*TASK INSTRUCTIONS*
A: Summarize the guide on pricing salon services in two sentences.
B: Carry the guide on pricing salon services forward from its final point.

*EXTRACT TO READ*
-=-=-=-=-

How to Price Your Salon Services Profitably

Empty black leather hydraulic styling chair at a hair salon station with a glass spray bottle, hair product bottles, and a flat iron on the vanity counter, with a row of additional styling stations and exposed brick columns receding into the warm bokeh background of an upscale industrial-style hair salon

If you're rebuilding your menu or launching a new salon, here's a practical framework to set prices that actually support your business.

  1. Calculate your true hourly cost: Add up monthly rent, utilities, insurance, software, supplies, marketing, and your target salary. Divide by billable hours available per month. That's your minimum hourly break-even. Your prices must clear it on every service.
  2. Audit your competition quarterly: Pull menus from 8–10 salons within a 5-mile radius and compare apples to apples. Don't just match the lowest price, position yourself based on the value you offer.
  3. Price by time, not by service name: Build prices around how long a service actually takes, including consultation, processing, and cleanup. A "haircut" that includes a 20-minute consultation is a different service than a quick trim.
  4. Build in an annual price increase: Consider raising prices 5–8% every January. Clients expect it, and small annual bumps are far easier to absorb than a sudden 25% jump every three years.
  5. Use add-ons to increase ticket size: Bond treatments, gloss services, deep conditioning, and scalp treatments can add $25–$75 per ticket without significantly extending chair time.
  6. Charge for consultations on color corrections: A 30-minute color correction consult should be billed at $50–$100, credited toward the service if booked. This protects your time and filters serious clients.
  7. Implement demand-based pricing: If a stylist is booked 6+ weeks out, raise their prices. The market is telling you they're undercharging.
  8. Eliminate package discounting on high-demand services: Discounting balayage to fill slow days devalues your most profitable service. Use add-ons or junior stylists to fill gaps instead.

-=-=-=-=-

*DATA BLOCK*
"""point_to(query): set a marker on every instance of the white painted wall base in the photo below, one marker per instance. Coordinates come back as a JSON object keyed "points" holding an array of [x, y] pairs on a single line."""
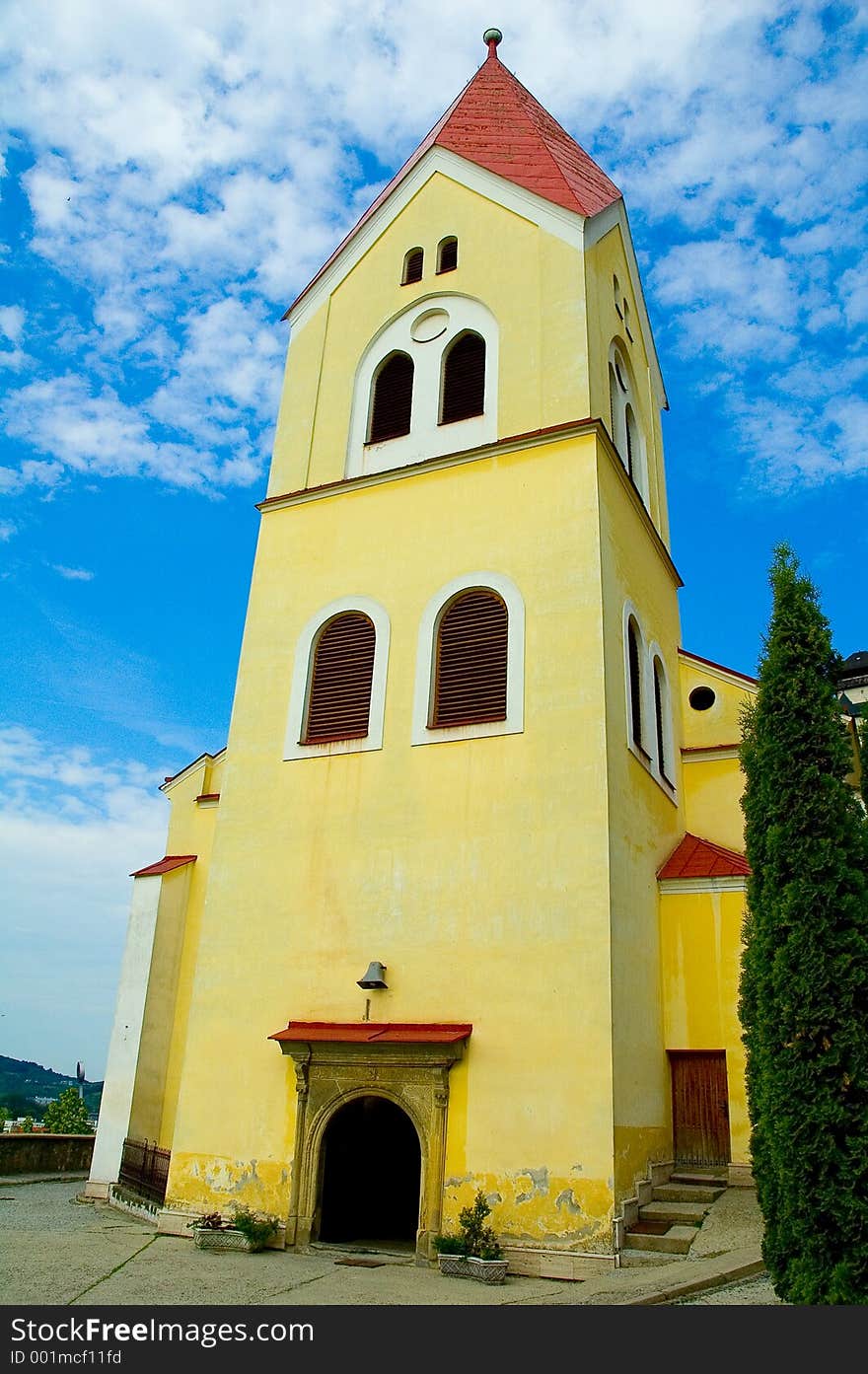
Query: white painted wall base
{"points": [[125, 1038]]}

-=-=-=-=-

*RESPONSES TO THE EXERCISE*
A: The guide offers a practical framework for setting salon prices that support the business: calculate a true hourly break-even cost, audit 8–10 nearby salons quarterly, and price by the actual time a service takes. It also recommends raising prices 5–8% each January, using add-ons to increase ticket size, charging for color correction consultations, raising prices for stylists booked 6+ weeks out, and not discounting high-demand services such as balayage.

B:
Price for the Salon You Want, Not the One You Have

Two hairstylists simultaneously blow drying and round brush styling a seated female client's long hair using matching teal blow dryers in a bright modern hair salon with glass partition walls, recessed lighting, and colorful wall art, with the service reflected in a mirror behind them

Your menu is a positioning statement. Every price you publish tells potential clients something about your salon before they ever walk through the door, and tells your P&L something even more important about whether the lights stay on. The data is clear: costs are rising, the middle market is eroding, and the gap between value players and premium brands is only getting wider.

Waiting another year to raise prices, or setting them based on what feels comfortable rather than what the math demands, is a decision that compounds against you every single month. Know your break-even, know your market, and charge accordingly.

Salon Pricing FAQ

What is the average price for a women's haircut in 2026? The national average for a women's haircut ranges from $45 to $150, depending on location, stylist experience level, and salon positioning. In major metro areas like New York City and Los Angeles, cuts at premium salons regularly exceed $150, while mid-market salons in smaller cities typically land between $55 and $90.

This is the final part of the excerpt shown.